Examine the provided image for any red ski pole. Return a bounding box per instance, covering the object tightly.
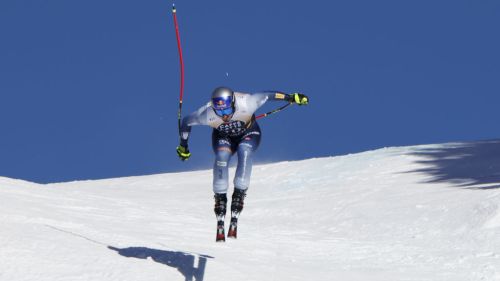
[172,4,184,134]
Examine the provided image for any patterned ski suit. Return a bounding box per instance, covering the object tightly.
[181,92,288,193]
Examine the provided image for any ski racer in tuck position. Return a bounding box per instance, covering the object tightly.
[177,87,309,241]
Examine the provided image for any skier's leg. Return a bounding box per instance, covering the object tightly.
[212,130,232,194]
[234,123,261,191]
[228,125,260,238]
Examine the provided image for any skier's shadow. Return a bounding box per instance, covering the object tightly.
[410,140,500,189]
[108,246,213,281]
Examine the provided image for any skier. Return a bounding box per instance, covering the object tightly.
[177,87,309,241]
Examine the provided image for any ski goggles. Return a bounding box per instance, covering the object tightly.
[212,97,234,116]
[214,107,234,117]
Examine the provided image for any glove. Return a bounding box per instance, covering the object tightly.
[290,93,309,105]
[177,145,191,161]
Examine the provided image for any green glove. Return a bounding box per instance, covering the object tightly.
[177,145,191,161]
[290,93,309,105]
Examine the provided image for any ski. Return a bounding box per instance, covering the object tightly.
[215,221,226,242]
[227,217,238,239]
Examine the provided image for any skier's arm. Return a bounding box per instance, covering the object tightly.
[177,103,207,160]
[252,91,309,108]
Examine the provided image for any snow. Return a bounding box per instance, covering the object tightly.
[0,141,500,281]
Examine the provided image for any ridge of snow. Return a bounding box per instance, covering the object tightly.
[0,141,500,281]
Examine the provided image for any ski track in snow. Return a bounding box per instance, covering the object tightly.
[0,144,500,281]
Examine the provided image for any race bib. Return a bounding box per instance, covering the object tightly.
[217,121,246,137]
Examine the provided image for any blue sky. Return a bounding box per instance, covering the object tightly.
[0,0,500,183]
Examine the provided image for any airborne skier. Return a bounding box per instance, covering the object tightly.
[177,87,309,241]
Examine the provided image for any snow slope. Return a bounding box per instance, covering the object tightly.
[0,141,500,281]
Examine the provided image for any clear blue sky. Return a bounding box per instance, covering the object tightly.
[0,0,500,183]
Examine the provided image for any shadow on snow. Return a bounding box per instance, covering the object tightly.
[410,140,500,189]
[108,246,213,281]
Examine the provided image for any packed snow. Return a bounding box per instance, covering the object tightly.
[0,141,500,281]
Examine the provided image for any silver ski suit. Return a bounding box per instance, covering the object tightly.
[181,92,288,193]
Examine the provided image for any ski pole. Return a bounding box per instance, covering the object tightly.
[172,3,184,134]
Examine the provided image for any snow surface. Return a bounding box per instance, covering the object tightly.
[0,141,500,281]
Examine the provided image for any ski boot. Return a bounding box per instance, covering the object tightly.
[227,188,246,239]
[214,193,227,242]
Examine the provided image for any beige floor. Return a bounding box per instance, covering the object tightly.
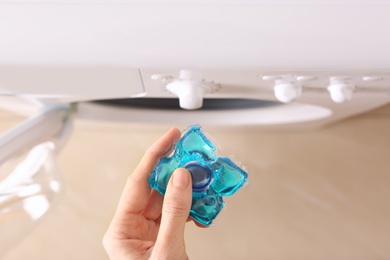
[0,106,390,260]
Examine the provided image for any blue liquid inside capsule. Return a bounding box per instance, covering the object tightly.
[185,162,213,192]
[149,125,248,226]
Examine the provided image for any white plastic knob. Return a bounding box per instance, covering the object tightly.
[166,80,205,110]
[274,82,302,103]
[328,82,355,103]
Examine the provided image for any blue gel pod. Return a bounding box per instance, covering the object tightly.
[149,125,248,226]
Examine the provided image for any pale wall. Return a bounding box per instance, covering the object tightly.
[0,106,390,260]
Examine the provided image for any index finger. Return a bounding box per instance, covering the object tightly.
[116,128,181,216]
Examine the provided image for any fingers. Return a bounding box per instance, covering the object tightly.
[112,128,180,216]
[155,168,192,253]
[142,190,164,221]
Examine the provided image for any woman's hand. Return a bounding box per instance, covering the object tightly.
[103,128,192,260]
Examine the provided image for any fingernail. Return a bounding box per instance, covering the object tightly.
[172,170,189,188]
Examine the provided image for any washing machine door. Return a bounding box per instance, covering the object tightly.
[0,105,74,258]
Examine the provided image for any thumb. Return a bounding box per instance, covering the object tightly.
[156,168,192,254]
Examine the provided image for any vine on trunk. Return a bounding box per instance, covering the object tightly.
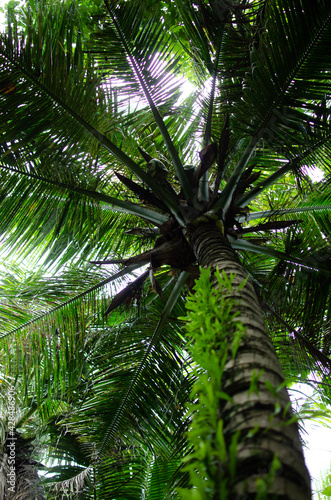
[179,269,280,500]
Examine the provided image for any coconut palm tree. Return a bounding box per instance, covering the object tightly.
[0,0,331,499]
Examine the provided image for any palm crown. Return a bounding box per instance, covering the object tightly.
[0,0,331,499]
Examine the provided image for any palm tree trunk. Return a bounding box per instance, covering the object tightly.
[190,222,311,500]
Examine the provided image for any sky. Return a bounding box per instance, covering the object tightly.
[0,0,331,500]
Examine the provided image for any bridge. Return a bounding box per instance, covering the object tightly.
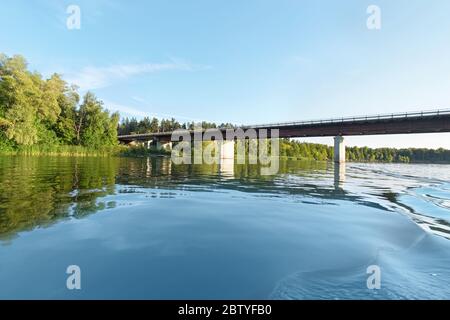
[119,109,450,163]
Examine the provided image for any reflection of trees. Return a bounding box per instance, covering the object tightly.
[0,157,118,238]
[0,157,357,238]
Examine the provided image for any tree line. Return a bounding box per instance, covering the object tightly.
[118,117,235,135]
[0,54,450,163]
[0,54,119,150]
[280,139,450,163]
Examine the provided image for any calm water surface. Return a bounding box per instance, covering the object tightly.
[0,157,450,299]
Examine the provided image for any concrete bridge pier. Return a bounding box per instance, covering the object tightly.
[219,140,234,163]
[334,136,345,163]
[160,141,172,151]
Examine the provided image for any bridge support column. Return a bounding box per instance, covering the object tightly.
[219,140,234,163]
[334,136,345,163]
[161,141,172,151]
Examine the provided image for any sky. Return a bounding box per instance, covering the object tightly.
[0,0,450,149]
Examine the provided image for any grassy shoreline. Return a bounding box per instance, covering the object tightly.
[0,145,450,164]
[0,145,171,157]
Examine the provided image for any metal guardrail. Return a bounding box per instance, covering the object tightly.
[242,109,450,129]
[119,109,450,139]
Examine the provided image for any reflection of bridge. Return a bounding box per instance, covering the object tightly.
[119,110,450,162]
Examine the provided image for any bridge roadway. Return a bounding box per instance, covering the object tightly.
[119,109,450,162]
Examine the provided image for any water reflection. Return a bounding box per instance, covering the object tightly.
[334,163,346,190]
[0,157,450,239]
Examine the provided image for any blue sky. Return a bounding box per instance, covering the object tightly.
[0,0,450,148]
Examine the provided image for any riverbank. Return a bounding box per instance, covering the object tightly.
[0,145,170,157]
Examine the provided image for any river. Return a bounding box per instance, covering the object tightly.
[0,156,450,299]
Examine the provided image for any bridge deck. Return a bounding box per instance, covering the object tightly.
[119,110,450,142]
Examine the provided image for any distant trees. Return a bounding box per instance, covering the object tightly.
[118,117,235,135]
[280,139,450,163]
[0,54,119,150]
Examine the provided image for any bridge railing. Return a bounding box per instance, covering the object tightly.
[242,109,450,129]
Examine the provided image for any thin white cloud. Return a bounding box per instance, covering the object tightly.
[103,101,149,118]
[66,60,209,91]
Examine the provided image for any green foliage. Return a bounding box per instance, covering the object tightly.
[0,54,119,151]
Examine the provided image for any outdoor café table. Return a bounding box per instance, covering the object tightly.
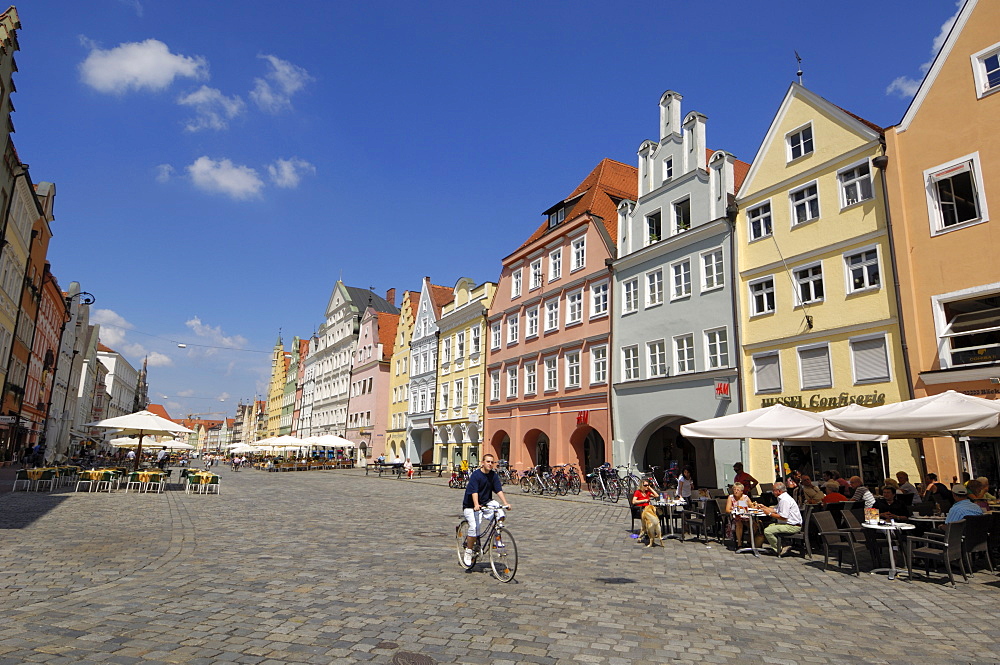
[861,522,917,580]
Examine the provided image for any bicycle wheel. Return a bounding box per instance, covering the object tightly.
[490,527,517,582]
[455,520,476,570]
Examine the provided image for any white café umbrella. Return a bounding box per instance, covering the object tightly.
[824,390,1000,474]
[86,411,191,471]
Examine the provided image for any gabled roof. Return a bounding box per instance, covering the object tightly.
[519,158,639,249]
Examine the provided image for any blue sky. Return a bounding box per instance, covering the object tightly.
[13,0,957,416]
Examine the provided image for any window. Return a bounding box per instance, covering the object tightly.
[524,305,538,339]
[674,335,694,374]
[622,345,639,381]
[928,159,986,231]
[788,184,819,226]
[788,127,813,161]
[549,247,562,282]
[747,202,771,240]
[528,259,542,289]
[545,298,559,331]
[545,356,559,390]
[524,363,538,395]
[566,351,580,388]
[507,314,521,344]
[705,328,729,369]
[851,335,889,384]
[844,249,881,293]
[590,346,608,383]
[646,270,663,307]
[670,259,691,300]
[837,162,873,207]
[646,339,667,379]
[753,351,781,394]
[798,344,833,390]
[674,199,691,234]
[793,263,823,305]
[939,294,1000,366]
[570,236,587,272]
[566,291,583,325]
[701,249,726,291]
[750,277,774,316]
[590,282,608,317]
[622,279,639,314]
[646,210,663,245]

● ● ● ●

*WHAT THE TASK ASKS:* Copy out, word for word, the lines of the listing above from the line with "Examine the provided image for any ski goggles." up to and including the line with "[0,144,500,281]".

*ANSWER TO THE TASK:*
Examine the provided image for any ski goggles. Return a bounding box per instance, covering the object tightly.
[212,97,234,116]
[214,107,234,117]
Examine the provided image for any glove. Return a bounding box per instance, covering the object tightly.
[290,93,309,105]
[177,145,191,161]
Examine the provided image for any green glove. Return a bounding box per instance, covering the object tightly.
[177,145,191,161]
[290,93,309,105]
Examine the provided image for any ski. Return a bounding box per instance, covering the object tightly.
[215,221,226,242]
[227,217,238,239]
Examine the provided image for any skier's arm. Return a bounding box per instance, covering the object tightly.
[177,103,207,160]
[252,91,309,108]
Examine the provided image for any snow. Return a bounding box per instance, covering the object tightly.
[0,141,500,281]
Examine the provided image for any ridge of snow. Return a bounding box per instance, covering the object tightly.
[0,141,500,281]
Examine the provided image for any ski track in snow. Return a bounding box per instance, covering the object tightly.
[0,144,500,281]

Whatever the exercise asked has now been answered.